Copy each line of the listing where the word "water" can be found.

START RECORDS PROVIDED

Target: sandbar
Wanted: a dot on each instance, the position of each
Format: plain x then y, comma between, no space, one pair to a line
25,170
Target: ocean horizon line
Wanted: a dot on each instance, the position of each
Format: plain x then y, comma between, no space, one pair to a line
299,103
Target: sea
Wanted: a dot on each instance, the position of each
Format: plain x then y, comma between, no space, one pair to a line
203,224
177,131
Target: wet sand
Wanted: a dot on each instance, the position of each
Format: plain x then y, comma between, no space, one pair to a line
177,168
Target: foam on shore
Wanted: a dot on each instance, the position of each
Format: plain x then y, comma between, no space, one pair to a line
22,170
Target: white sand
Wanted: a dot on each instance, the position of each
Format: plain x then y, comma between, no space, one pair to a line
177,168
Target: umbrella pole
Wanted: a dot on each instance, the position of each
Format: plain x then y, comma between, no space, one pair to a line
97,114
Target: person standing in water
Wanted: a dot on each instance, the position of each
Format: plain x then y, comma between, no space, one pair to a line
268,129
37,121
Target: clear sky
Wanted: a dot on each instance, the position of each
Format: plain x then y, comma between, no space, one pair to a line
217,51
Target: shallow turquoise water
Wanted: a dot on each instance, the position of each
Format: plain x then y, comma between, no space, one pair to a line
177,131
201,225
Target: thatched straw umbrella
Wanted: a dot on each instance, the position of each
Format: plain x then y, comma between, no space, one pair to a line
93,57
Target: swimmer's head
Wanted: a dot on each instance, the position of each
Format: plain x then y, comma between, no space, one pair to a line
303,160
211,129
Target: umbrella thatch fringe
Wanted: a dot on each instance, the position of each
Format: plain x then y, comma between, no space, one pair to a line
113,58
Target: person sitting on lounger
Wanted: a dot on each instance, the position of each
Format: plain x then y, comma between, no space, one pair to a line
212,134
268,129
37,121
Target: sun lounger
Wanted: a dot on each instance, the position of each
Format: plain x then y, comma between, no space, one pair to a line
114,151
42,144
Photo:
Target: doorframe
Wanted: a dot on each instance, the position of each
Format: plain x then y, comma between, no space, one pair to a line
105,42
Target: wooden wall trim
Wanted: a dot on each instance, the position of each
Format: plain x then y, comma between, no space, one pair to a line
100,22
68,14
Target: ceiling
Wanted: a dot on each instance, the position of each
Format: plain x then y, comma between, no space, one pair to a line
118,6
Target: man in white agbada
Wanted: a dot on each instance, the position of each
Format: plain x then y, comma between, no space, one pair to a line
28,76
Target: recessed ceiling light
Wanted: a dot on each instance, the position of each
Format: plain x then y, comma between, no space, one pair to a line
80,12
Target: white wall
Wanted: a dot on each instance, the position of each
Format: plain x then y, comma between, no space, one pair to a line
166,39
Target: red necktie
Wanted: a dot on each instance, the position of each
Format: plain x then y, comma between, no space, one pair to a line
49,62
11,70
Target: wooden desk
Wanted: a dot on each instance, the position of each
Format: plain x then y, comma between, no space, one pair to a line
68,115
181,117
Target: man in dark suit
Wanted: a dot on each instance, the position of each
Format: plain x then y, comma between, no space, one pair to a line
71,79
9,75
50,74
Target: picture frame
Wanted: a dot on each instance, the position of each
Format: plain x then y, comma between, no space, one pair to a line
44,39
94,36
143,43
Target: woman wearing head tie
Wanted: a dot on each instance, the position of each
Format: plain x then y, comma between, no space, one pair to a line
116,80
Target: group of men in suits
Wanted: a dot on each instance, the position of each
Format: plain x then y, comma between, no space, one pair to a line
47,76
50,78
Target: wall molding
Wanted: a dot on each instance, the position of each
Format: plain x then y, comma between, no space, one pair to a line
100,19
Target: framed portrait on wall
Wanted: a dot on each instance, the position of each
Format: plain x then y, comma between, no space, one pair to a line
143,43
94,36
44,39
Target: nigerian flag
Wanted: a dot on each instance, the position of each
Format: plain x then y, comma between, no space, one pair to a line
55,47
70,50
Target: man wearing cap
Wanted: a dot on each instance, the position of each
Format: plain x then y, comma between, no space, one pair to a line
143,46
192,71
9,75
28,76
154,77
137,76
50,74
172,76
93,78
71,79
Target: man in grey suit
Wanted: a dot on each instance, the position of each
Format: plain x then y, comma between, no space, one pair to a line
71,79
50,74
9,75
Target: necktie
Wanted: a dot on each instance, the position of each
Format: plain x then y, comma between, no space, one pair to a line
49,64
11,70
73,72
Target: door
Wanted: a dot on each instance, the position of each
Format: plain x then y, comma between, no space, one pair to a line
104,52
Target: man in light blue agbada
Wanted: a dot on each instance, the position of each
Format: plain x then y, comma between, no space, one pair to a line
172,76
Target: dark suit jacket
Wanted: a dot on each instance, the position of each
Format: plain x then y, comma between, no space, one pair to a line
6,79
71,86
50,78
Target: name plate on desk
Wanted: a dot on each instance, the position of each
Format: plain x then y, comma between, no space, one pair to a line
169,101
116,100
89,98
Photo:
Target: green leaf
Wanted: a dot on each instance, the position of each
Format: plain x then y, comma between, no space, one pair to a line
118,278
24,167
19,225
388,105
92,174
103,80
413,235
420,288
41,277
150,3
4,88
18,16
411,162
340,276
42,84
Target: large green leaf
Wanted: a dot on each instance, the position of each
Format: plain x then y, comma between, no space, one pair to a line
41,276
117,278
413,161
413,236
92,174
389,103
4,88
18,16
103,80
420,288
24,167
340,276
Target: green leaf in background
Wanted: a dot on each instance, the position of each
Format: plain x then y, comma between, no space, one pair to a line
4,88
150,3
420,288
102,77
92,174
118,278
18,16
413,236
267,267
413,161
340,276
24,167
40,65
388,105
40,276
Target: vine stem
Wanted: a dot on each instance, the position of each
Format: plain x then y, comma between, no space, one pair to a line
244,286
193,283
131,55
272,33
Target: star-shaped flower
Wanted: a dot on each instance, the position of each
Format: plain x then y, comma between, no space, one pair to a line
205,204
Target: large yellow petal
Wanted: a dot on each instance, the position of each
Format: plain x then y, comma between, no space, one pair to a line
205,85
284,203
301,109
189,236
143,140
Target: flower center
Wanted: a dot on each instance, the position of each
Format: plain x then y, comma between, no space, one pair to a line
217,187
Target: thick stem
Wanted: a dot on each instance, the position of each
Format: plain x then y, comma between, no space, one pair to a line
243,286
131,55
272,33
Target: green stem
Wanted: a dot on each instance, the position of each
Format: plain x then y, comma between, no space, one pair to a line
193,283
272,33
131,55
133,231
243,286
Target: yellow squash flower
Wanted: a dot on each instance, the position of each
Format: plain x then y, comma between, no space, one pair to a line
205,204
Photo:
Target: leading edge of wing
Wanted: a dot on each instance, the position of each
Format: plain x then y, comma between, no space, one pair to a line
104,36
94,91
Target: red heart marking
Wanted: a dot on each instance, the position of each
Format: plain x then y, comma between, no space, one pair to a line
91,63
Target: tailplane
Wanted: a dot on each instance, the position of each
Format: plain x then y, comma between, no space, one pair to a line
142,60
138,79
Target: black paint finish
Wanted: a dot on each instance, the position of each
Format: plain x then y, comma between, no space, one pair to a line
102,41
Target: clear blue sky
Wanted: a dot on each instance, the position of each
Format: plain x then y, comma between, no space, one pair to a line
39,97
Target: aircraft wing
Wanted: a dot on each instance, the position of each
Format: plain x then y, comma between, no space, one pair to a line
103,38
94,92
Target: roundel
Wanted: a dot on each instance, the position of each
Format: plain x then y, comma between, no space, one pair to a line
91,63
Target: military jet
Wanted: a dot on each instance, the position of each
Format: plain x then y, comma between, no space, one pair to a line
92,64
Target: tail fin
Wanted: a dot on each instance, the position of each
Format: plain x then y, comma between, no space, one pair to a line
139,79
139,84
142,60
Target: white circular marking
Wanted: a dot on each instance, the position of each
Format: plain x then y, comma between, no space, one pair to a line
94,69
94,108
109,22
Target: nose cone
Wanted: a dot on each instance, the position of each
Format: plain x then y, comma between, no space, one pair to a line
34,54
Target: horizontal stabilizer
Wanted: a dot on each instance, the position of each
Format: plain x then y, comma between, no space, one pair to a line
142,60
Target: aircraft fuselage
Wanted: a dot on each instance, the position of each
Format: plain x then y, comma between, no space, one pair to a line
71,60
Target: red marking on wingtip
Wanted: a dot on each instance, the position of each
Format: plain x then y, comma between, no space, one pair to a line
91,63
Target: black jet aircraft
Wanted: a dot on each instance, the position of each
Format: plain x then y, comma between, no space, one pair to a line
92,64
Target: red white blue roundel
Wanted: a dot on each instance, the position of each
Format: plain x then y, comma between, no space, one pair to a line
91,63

END RECORDS PROVIDED

* _TASK OUTPUT_:
Target: person standing in water
Target: shallow turquoise water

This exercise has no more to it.